• [WRITTEN PROBLEM]: List every line below that contains the word "evenodd", copying each one in full.

• [ENTRIES PROVIDED]:
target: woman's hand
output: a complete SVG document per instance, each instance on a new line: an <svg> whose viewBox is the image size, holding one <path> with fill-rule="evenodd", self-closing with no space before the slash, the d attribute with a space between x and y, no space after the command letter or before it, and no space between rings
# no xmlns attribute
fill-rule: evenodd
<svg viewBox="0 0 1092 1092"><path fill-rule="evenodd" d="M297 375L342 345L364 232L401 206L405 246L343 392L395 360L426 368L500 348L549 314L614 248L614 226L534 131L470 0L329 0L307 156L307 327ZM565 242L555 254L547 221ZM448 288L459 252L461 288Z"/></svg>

• [WRITTEN SOLUTION]:
output: a complete SVG document per instance, each instance on a new line: an <svg> whose viewBox is the image size, holding one <path> with fill-rule="evenodd", self-closing with no space before the slash, the d attribute with a space between x and y, no space after the command letter or before it, and no space between rings
fill-rule: evenodd
<svg viewBox="0 0 1092 1092"><path fill-rule="evenodd" d="M297 375L342 345L364 232L401 206L405 246L343 392L395 360L426 368L500 348L549 314L614 248L614 226L534 131L470 0L329 0L307 156L307 327ZM565 242L555 254L547 221ZM448 288L459 252L461 288Z"/></svg>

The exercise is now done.